(WHAT YOU WILL DO)
Find the line with "pixel 580 287" in the entries below. Repeat it, every following line, and the line with "pixel 535 410", exactly and with nothing added.

Natural-language object grounding data
▬▬▬
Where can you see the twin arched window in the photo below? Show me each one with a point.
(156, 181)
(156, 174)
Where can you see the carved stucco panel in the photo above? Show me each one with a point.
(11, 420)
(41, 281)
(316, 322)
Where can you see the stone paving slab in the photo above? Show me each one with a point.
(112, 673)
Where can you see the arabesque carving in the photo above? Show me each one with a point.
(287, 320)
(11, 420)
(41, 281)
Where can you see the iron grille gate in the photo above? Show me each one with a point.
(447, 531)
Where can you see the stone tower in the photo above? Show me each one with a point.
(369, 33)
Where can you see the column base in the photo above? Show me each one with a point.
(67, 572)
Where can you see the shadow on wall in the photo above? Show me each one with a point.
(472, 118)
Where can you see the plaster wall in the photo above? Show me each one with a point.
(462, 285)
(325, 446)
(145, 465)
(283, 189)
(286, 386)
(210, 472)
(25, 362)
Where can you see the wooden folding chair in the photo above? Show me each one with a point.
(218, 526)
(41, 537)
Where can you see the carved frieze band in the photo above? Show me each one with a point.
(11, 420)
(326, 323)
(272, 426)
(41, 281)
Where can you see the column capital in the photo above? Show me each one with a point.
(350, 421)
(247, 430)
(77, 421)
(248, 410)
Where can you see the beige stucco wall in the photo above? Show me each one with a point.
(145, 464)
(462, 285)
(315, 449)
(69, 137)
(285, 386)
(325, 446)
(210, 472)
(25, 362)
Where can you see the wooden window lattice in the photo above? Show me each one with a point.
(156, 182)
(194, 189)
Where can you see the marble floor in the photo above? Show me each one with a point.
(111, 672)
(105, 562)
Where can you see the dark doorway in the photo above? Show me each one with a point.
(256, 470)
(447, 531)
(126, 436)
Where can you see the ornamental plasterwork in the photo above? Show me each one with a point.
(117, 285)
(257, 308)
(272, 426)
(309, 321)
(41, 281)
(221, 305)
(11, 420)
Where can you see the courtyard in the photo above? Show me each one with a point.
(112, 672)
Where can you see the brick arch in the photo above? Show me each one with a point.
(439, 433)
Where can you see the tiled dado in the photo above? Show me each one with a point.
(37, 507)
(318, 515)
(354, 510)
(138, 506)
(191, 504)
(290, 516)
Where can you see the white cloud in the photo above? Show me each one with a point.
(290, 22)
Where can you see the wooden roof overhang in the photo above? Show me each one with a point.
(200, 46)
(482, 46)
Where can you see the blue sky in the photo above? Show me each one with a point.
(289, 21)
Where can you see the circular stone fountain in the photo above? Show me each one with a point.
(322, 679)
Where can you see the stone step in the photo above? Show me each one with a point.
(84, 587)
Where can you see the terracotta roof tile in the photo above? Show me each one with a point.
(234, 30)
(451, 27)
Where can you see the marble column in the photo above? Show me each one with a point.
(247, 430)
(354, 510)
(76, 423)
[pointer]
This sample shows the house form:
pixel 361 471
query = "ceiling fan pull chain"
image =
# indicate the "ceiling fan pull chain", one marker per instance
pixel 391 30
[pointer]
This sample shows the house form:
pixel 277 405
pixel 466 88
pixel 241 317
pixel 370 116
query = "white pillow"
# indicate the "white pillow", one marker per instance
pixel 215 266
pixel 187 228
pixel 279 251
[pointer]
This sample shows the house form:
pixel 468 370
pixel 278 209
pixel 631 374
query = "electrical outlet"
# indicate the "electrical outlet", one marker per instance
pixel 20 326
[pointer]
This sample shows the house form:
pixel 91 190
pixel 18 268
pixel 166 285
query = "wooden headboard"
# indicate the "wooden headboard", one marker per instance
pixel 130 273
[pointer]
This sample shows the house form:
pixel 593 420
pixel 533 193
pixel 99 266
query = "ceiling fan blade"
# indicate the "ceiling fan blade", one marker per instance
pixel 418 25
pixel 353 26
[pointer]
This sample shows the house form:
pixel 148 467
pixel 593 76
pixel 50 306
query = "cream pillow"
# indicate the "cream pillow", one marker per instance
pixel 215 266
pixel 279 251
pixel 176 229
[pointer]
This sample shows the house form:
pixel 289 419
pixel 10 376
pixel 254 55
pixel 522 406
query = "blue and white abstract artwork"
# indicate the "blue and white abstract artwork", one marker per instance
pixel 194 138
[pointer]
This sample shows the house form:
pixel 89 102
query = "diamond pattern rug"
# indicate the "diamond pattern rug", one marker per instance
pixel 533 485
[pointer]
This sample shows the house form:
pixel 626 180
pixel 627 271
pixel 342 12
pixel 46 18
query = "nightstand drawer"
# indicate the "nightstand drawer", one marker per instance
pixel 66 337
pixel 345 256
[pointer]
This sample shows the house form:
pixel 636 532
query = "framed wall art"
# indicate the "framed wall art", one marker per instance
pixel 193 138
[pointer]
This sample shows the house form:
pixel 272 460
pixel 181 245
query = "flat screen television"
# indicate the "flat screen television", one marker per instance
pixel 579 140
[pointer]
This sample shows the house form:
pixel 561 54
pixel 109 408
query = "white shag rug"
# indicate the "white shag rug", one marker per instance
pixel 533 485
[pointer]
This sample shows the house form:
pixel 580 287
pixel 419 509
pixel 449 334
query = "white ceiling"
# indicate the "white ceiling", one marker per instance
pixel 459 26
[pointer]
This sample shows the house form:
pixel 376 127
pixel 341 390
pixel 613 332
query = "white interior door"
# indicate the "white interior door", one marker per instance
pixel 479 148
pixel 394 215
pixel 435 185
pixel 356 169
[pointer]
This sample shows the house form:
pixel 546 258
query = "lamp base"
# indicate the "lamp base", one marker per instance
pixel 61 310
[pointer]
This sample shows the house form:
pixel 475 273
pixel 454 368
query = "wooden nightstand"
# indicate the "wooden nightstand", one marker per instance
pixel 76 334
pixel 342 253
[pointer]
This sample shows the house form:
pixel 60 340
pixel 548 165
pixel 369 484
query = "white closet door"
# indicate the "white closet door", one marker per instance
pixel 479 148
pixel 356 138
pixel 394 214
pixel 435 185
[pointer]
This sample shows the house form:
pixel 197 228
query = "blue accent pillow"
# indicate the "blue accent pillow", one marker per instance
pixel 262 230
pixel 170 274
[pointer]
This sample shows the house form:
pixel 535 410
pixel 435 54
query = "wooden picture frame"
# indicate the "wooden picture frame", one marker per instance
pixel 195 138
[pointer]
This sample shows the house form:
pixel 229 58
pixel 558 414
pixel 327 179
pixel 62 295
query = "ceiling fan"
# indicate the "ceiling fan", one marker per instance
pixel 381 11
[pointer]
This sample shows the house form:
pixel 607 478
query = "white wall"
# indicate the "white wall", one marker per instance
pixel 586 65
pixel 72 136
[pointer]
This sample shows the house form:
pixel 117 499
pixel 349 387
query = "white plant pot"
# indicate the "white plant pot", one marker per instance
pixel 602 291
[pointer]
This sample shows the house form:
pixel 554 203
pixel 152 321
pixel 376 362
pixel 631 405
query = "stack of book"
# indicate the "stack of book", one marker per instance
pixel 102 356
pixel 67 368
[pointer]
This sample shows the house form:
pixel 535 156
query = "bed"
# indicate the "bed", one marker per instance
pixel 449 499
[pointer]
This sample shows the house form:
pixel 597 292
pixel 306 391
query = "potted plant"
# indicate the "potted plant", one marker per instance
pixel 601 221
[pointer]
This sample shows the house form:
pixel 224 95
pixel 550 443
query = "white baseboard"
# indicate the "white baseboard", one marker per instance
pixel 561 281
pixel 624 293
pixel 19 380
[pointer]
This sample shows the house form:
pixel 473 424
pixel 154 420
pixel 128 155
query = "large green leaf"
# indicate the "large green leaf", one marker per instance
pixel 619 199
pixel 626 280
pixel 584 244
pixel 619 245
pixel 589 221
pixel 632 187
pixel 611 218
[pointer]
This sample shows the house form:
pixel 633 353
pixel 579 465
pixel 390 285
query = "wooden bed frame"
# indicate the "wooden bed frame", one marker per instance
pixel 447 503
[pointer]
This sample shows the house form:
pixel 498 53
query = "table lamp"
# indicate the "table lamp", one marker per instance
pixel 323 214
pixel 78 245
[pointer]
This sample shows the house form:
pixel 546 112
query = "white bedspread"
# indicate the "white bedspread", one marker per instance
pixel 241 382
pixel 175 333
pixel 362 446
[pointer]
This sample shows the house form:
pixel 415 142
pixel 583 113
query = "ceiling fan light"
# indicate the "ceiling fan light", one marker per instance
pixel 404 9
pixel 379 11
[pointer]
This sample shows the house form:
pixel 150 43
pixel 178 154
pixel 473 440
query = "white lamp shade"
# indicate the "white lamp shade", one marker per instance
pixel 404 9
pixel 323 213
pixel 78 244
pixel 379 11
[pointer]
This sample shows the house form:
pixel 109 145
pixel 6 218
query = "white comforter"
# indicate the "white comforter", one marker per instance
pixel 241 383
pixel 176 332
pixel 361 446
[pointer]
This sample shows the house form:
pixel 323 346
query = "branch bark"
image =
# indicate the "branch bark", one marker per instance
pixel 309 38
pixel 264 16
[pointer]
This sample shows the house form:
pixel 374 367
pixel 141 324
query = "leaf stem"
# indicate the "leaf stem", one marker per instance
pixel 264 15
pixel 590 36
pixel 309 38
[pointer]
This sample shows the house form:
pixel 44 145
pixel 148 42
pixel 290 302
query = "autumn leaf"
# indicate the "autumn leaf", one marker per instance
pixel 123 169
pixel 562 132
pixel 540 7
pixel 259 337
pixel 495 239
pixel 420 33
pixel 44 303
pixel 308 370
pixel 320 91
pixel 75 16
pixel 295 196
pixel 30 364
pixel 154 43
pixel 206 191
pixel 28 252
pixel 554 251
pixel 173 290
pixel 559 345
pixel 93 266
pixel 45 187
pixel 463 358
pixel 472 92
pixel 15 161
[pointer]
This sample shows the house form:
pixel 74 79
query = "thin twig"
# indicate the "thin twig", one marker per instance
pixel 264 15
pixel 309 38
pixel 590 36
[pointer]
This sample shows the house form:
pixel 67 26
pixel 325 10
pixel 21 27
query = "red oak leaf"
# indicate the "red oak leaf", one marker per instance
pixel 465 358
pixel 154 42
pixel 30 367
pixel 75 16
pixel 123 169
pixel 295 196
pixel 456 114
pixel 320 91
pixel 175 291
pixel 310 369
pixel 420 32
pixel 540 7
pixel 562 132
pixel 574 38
▬▬▬
(WRITTEN SOLUTION)
pixel 580 287
pixel 419 509
pixel 449 334
query = "white ceiling"
# indicate the "white ceiling", one marker per instance
pixel 459 26
[pointer]
This sample shows the house form:
pixel 376 127
pixel 341 390
pixel 613 332
query = "white interior door"
# indicate the "white interior door", one marker per instance
pixel 479 148
pixel 394 215
pixel 435 185
pixel 356 169
[pointer]
This sample shows the house form:
pixel 546 258
query = "lamp base"
# indicate the "lamp base", one marker per instance
pixel 61 310
[pointer]
This sample shows the house form:
pixel 475 273
pixel 454 368
query = "wooden nightstand"
# indicate the "wooden nightstand", one marker per instance
pixel 76 334
pixel 342 253
[pointer]
This sample shows the house form:
pixel 60 340
pixel 548 165
pixel 369 484
query = "white closet door"
# indicate the "white closet door", one marker per instance
pixel 479 148
pixel 356 138
pixel 394 214
pixel 435 185
[pointer]
This sample shows the house form:
pixel 197 228
query = "blue accent pillow"
# indicate the "blue accent pillow", one marker per instance
pixel 262 230
pixel 170 274
[pointer]
This sample shows the house form:
pixel 535 410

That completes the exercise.